* WHAT NEEDS TO BE DONE
Rewrite the items from the start through the line containing "POLYGON ((329 129, 311", inclusive, replacing "dark stain" with "water stain" and leaving everything else as it is.

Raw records
-.-.-
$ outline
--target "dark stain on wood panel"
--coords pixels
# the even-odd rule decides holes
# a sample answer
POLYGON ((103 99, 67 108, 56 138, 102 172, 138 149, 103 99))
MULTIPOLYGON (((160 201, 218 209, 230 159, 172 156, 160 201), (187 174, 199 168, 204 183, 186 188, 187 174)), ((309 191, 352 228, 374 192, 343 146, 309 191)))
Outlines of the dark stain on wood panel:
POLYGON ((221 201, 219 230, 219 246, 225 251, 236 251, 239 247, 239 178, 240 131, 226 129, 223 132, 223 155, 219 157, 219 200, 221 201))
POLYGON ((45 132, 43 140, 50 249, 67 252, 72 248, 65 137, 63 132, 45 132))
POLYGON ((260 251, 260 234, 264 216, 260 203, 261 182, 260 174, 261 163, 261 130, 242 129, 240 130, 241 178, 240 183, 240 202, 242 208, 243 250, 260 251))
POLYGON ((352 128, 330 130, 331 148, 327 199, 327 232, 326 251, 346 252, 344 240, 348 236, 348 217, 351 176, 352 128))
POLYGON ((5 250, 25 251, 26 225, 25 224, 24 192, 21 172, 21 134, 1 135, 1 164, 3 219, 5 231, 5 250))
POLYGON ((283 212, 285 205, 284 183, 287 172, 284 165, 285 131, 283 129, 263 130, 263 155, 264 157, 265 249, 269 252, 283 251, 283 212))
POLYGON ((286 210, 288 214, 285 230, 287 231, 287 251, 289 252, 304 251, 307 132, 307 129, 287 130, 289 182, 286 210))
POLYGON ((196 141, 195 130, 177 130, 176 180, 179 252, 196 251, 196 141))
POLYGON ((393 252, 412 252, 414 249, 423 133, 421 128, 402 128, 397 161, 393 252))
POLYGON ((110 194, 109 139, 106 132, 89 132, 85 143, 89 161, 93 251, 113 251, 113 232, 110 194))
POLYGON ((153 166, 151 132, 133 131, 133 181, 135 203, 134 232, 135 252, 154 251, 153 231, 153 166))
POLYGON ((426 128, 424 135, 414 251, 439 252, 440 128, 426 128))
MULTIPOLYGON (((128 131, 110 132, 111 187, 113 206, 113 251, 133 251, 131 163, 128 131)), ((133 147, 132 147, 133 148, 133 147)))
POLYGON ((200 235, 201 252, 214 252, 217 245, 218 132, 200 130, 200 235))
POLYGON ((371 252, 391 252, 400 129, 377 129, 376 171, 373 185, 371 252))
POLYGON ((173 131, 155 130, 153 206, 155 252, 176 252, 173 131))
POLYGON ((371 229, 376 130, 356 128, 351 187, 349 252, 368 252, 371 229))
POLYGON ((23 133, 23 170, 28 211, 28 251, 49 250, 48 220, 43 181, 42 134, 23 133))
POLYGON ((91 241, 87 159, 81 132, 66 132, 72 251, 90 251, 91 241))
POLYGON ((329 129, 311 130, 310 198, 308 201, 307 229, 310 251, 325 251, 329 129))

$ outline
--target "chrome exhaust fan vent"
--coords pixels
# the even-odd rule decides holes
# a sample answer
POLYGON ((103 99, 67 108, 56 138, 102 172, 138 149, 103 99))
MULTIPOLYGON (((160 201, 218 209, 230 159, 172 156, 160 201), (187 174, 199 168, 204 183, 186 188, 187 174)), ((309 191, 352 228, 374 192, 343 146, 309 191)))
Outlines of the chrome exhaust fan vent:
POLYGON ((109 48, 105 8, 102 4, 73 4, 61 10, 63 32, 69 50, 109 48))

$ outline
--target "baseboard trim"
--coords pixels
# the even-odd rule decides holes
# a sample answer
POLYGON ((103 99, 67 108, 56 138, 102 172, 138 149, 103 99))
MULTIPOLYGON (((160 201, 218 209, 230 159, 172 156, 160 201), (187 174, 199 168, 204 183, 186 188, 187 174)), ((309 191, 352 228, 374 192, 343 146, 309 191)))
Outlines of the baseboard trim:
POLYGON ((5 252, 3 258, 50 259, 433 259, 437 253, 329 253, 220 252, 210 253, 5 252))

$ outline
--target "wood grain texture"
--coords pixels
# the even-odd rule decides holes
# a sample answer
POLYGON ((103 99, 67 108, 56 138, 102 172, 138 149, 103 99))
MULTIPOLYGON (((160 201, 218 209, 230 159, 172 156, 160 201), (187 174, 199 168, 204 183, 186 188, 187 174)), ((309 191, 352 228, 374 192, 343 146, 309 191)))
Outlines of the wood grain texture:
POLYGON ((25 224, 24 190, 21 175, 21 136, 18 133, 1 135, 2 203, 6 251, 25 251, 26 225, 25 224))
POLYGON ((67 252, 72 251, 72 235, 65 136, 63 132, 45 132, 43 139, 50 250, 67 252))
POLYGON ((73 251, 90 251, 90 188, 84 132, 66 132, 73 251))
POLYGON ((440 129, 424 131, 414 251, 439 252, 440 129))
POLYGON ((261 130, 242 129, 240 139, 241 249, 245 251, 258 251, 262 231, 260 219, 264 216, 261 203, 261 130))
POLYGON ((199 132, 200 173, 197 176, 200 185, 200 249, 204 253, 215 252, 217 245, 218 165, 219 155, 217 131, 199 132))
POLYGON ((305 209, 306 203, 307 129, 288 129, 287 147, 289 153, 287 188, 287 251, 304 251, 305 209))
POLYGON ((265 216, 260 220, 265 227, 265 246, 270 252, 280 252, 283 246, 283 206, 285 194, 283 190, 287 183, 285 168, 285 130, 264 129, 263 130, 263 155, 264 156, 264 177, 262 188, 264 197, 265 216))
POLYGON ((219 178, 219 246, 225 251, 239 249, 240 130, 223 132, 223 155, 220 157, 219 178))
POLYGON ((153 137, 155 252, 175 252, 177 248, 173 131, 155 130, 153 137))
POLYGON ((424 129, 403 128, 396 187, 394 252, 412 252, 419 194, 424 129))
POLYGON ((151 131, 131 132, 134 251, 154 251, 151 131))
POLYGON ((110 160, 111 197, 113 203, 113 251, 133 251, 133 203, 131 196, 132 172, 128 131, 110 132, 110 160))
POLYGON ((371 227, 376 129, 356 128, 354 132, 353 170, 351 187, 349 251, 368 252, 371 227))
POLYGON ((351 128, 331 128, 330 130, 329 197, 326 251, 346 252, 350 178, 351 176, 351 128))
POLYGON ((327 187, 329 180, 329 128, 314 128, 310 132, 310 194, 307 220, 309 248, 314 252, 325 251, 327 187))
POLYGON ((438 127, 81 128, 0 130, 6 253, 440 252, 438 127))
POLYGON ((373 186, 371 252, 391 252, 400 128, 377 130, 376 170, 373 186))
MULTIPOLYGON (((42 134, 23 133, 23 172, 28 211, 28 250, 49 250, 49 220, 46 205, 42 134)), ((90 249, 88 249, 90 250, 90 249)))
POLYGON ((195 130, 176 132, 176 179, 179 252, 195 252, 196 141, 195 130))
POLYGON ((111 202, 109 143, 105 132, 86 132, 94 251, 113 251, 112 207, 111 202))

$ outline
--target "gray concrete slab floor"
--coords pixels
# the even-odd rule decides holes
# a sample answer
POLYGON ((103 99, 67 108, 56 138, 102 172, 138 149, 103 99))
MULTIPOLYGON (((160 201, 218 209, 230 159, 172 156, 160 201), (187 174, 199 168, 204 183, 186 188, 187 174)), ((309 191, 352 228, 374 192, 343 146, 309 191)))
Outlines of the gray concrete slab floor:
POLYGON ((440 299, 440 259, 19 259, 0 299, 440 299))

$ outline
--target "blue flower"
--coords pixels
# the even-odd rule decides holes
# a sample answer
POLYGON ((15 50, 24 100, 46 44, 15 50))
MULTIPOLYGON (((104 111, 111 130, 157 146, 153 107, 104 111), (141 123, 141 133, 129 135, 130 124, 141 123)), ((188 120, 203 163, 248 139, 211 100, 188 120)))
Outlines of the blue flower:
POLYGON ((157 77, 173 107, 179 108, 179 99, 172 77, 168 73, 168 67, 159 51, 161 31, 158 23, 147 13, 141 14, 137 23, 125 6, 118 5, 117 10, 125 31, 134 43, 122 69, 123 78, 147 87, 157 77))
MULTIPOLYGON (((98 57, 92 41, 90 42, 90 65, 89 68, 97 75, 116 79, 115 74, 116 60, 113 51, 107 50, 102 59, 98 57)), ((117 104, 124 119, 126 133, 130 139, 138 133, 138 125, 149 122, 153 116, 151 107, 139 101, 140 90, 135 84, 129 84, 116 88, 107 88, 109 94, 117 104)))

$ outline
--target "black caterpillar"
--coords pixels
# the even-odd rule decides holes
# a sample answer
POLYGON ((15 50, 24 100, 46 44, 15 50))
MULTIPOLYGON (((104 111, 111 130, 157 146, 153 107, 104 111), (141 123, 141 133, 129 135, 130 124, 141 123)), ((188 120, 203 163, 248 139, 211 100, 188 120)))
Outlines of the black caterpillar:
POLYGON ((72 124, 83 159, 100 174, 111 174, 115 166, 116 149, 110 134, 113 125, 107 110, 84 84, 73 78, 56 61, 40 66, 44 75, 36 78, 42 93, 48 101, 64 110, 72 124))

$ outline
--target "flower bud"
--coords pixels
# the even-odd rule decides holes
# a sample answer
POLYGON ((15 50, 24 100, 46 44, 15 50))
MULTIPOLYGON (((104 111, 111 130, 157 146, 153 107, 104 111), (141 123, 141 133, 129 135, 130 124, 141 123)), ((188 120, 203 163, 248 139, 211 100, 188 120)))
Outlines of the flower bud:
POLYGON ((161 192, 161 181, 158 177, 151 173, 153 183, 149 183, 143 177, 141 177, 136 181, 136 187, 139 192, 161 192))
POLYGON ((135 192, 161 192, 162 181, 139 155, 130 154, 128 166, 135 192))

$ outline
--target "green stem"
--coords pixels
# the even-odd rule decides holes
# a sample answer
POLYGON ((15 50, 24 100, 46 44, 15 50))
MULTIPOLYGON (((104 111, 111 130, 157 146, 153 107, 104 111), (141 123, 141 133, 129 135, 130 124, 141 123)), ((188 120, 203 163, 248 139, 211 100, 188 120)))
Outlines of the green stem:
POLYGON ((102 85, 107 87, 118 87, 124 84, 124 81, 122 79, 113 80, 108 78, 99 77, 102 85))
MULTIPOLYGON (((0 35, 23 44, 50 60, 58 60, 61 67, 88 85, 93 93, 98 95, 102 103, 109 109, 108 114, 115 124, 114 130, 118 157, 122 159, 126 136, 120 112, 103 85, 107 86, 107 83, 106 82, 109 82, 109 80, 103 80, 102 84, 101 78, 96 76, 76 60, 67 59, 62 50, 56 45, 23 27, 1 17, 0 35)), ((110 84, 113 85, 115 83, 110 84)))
-.-.-
* SOLUTION BELOW
$ outline
--target "water stain on wood panel"
--coords pixels
# the even-odd rule decides holes
# a sample answer
POLYGON ((103 99, 67 108, 56 138, 102 172, 138 149, 103 99))
MULTIPOLYGON (((160 201, 218 209, 230 159, 172 156, 160 201), (187 174, 199 168, 204 183, 186 188, 187 174)), ((309 191, 352 228, 374 192, 343 146, 309 191)))
Outlines of the water stain on wood panel:
POLYGON ((221 201, 219 230, 219 246, 225 251, 236 251, 239 247, 239 178, 240 131, 226 129, 223 132, 223 155, 219 157, 219 200, 221 201))
POLYGON ((45 132, 43 140, 50 249, 67 252, 72 248, 65 137, 63 132, 45 132))
POLYGON ((260 251, 260 234, 264 216, 260 203, 261 182, 260 174, 261 163, 261 130, 242 129, 240 130, 241 178, 240 183, 240 202, 242 208, 243 250, 260 251))
POLYGON ((352 128, 330 130, 331 148, 327 199, 327 232, 326 251, 346 252, 344 240, 348 236, 348 217, 351 176, 352 128))
POLYGON ((5 250, 25 251, 26 225, 25 224, 24 192, 21 172, 21 134, 1 135, 1 164, 3 219, 5 231, 5 250))
POLYGON ((283 212, 285 205, 284 183, 287 172, 284 165, 285 131, 283 129, 263 130, 263 155, 264 157, 265 249, 269 252, 283 251, 283 212))
POLYGON ((286 210, 288 214, 285 230, 287 231, 287 251, 289 252, 304 251, 307 132, 307 129, 287 130, 289 182, 286 210))
POLYGON ((196 141, 195 130, 177 130, 176 180, 179 252, 196 251, 196 141))
POLYGON ((393 252, 412 252, 414 249, 423 133, 421 128, 402 128, 397 161, 393 252))
POLYGON ((110 194, 109 139, 106 132, 89 132, 85 143, 89 161, 93 251, 113 251, 113 232, 110 194))
POLYGON ((153 166, 151 132, 133 131, 133 181, 135 203, 134 232, 135 252, 154 251, 153 231, 153 166))
POLYGON ((426 128, 424 135, 414 251, 439 252, 440 128, 426 128))
MULTIPOLYGON (((128 131, 110 132, 111 187, 113 206, 113 251, 133 251, 131 163, 128 131)), ((133 147, 132 147, 133 148, 133 147)))
POLYGON ((200 235, 201 252, 214 252, 217 245, 218 132, 200 130, 200 235))
POLYGON ((371 252, 391 252, 400 129, 377 129, 376 171, 373 185, 371 252))
POLYGON ((173 131, 155 130, 153 206, 155 252, 176 252, 173 131))
POLYGON ((371 229, 376 130, 356 128, 351 187, 349 252, 368 252, 371 229))
POLYGON ((23 133, 23 170, 28 211, 28 251, 49 250, 48 220, 43 181, 42 134, 23 133))
POLYGON ((91 241, 87 159, 81 132, 66 132, 72 251, 90 251, 91 241))
POLYGON ((329 129, 311 130, 310 198, 308 201, 307 229, 310 251, 325 251, 329 129))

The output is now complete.